PROVIDED ENTRIES
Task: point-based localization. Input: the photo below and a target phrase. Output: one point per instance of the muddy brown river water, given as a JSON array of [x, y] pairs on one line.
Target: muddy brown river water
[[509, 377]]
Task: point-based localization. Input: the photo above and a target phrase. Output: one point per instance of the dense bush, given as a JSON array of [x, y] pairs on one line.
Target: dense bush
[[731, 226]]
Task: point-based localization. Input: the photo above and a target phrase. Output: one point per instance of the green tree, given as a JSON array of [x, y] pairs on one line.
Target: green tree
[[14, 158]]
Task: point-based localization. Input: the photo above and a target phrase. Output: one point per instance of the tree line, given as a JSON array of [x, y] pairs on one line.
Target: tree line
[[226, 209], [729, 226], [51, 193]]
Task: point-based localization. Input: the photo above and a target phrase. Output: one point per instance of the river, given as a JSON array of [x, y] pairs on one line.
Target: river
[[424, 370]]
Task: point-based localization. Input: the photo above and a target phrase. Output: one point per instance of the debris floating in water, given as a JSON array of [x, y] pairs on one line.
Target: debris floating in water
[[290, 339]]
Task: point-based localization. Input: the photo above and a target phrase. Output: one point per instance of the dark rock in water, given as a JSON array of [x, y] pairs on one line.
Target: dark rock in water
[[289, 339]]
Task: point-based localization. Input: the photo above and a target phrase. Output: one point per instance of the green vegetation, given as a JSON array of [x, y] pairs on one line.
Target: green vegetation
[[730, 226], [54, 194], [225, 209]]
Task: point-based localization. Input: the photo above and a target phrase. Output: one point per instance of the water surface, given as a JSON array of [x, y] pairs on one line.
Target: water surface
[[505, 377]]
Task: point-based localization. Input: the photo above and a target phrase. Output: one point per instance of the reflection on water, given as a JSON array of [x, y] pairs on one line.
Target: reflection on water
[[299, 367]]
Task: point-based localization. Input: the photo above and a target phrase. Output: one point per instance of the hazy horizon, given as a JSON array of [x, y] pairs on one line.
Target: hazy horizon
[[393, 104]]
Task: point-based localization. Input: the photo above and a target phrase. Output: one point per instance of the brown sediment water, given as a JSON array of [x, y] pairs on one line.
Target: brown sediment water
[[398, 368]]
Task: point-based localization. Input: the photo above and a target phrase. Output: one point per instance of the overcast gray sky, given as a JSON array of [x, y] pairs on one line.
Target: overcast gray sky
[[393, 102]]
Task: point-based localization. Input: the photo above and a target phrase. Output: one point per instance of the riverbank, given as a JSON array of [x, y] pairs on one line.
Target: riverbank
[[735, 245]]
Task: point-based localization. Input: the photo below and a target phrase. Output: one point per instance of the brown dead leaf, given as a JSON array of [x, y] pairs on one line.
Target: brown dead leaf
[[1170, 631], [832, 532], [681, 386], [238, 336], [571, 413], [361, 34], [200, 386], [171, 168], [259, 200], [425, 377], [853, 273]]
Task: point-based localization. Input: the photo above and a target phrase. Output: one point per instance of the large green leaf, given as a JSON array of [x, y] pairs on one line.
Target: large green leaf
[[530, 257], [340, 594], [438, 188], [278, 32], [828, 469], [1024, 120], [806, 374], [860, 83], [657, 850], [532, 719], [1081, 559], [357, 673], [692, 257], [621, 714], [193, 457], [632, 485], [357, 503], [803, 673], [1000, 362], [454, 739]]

EXERCISE INSTRUCTIONS
Rescale the rows from the line with "the brown sediment" up to and including the final line of the rows. Write every one of these lines again, requests included, and multiply each x and y coordinate in the answers by 0.55, rounding to whole numbers with halves rounded up.

RESULT FOR THIS TASK
Task: point-based localization. Input: the photo above and a target phrase. Output: one point per instance of the brown sediment water, given as a JSON array of [x, y] pairs on one line.
Target: brown sediment water
[[219, 202]]
Task: point-based localization. Input: the photo above and a target phrase. Output: one point per instance of the overcast gray sky, given as a JSON array of [x, y] pairs on one line.
Target: overcast gray sky
[[216, 56]]
Task: point-based localization. Input: the photo above and a target phrase. Output: one point per instance of the riverbank, given as a JSON array of [x, y] pairs on one line.
Target: riverbank
[[404, 135]]
Task: point-based localization. Input: the photo below and a target phrase. Output: one point per instance of the brown dead leaf, given as a JSON array of [x, y] pairs on one line.
Target: brown dead leaf
[[644, 347], [458, 293], [375, 212], [131, 185], [314, 227], [199, 19], [110, 212], [94, 92], [142, 110], [234, 207], [469, 150]]
Task: point-based localization. Input: the photo above and a target phrase. Output: one point per instance of the large green leaf, given as a JSON array of [x, y] pairs on one line.
Target: large green leaf
[[292, 141], [187, 327], [241, 103], [153, 18], [455, 258], [563, 66], [443, 206], [473, 46], [361, 468], [293, 395], [595, 307], [196, 370], [381, 141], [342, 393], [106, 251], [348, 267], [196, 277], [442, 370], [550, 199], [250, 406]]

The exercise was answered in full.